### Goal of the exercise
Please continue the Phenix Program Template tutorial below, starting after its last sentence.

### Document segment
Creating a program in Phenix with the Program Template

Learn how to use the Phenix Program Template to write a new Phenix tool.

Introduction

Let’s create a new Phenix program. To illustrate the steps involved in this process, we will create an example program that reads in a map and a model and calculates the map-model correlation. In particular, we will use the Program Template (see CCN newsletter article), which standardizes the interfaces between a user or the GUI and a program. This approach provides some consistent functionality for basic tasks, like file and parameter handling. It also helps ensure that the same code is executed regardless of the user interface.

The name of the program will be map_cc. While creating the program, we'll set up a unit test.

Here are the steps we are going to follow to create our program. Each step will be discussed in more detail further below.
First we make a prototype and a test that shows that the prototype works:

  1. Create a prototype of the program that runs from the command line. The file for the new program will be created in the directory modules/phenix/phenix/model_building/map_cc.py. Normally you will put the code to do real work in a directory that corresponds to the type of work to be done.

### Location labeling rows
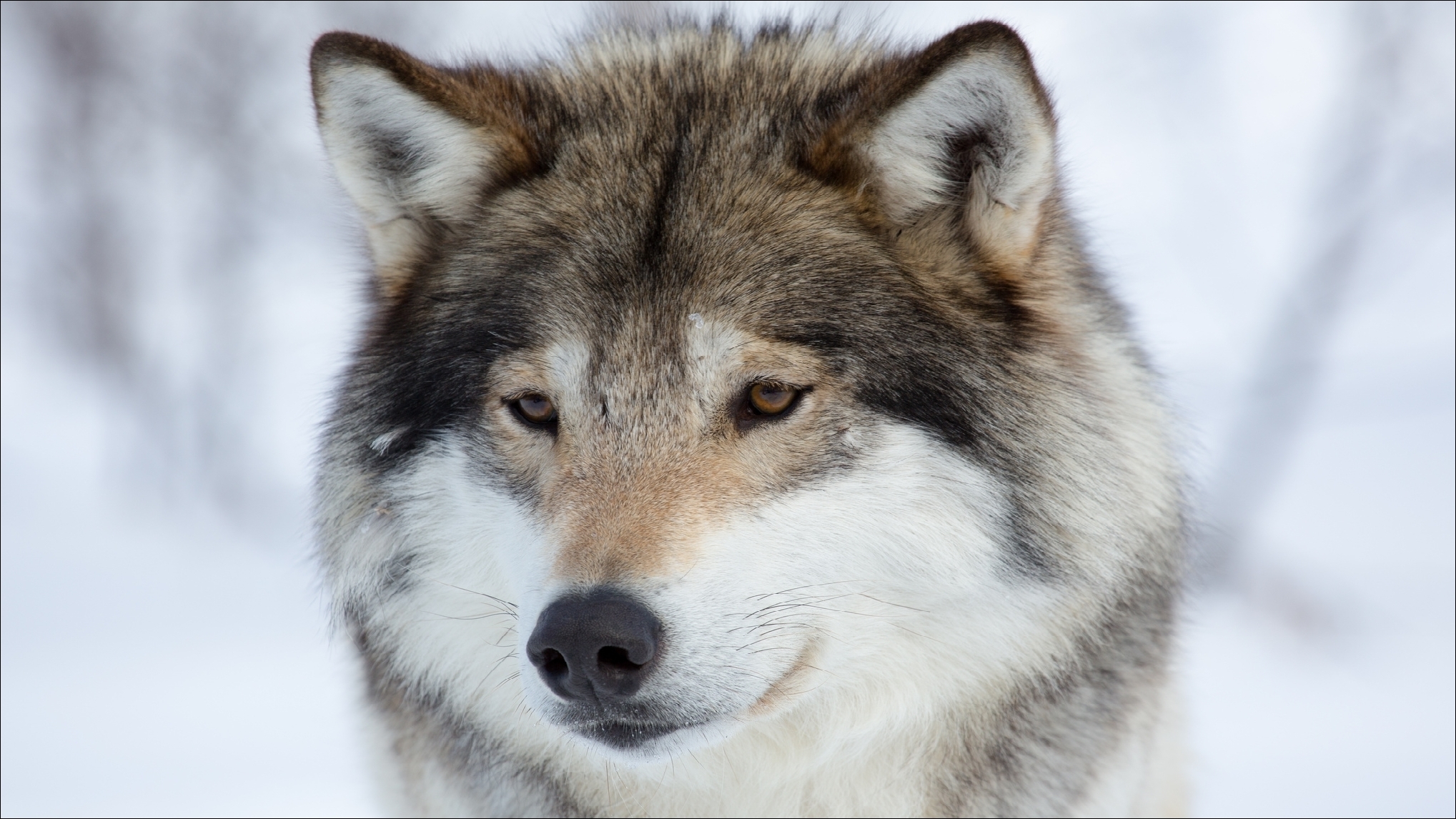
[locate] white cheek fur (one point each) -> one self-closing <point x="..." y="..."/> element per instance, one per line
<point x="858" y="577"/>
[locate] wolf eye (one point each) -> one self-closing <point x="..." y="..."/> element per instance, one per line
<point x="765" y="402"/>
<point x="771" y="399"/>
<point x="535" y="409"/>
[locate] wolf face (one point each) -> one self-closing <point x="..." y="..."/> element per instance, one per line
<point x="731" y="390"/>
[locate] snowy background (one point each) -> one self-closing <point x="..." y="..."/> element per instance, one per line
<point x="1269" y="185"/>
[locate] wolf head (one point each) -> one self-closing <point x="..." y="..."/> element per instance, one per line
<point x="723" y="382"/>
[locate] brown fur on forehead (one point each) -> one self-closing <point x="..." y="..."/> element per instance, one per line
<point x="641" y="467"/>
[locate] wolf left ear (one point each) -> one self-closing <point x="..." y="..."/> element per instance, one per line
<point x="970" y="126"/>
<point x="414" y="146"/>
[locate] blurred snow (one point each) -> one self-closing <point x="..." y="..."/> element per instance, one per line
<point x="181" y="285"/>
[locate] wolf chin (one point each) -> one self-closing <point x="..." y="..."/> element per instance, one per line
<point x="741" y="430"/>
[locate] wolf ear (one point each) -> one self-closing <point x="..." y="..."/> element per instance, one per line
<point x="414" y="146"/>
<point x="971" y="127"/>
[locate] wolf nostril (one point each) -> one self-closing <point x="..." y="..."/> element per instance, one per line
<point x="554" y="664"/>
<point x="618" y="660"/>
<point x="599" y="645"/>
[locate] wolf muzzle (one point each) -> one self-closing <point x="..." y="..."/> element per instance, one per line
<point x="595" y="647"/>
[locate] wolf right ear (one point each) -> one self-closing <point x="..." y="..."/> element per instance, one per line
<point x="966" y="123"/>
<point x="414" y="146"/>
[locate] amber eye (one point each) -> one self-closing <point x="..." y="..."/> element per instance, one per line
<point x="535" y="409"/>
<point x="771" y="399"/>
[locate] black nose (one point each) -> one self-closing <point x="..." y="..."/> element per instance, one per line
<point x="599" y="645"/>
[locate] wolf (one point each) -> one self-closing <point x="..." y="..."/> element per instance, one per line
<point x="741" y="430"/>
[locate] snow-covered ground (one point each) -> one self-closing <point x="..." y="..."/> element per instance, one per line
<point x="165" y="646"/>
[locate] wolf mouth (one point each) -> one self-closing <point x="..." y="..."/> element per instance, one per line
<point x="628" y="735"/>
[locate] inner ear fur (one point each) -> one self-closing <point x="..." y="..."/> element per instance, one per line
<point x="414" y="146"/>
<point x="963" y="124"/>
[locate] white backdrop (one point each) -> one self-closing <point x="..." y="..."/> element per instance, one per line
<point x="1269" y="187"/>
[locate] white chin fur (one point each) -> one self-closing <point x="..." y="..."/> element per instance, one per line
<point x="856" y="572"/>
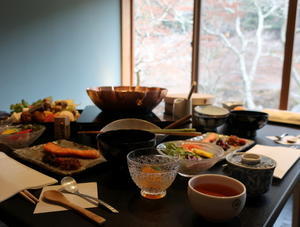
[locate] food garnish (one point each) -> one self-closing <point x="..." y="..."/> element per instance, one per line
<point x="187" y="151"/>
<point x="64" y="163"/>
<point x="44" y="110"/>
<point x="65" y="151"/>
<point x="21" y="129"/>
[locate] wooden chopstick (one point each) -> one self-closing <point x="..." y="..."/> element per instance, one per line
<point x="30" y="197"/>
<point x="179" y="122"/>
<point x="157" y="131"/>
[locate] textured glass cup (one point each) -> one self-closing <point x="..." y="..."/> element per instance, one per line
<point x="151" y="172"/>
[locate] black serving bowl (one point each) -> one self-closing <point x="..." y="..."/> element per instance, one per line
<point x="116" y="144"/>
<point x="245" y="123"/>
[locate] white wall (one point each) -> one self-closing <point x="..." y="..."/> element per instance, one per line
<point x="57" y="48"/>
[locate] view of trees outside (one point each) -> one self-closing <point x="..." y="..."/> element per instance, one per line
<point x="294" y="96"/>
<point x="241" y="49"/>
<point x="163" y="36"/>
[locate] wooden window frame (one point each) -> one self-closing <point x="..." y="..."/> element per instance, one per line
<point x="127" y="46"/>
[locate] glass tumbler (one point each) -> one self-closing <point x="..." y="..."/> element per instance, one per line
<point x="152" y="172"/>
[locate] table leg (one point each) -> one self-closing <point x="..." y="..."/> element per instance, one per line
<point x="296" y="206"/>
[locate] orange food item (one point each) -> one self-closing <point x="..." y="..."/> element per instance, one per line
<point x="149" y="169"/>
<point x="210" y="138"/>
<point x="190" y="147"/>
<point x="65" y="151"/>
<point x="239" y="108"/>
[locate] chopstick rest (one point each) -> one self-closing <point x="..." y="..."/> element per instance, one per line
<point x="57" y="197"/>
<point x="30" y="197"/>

### Exercise output
  2. Create a unit test to make sure that the program works now and that it continues to work later, when we do some modifications to it. The unit test will be put in modules/phenix_regression/model_building/tst_map_cc.py. The directory phenix_regression is a special directory in which any file that starts with “tst” will be considered a test to be run automatically. The subdirectory model_building matches the location of our program (phenix/model_building).

Next we create the high-level files that allow easy communication between the user, the program and the GUI:

  1. Create a file modules/phenix/phenix/programs/map_cc.py that is an edited version of the Program Template. This file is going to specify the inputs to our program that does the work and it is going to call our program to do the work
  2. Create the file modules/phenix/phenix/command_line/map_cc.py in the command_line directory. This is a special directory where the Phenix installer always looks and finds programs to run.
  3. Run bootstrap.py in the top-level phenix directory to rebuild Phenix, creating all the necessary relationships so that we can type phenix.map_cc on the command-line to run our program.

Then we’ll be set and we can run our program with the command phenix.map_cc, and the automatic regression testing will test our program using the tst_map_cc.py regression test.

When you write your own program, you can follow these same steps, substituting your code and locations for the ones shown here.

Let’s go through each step in detail now.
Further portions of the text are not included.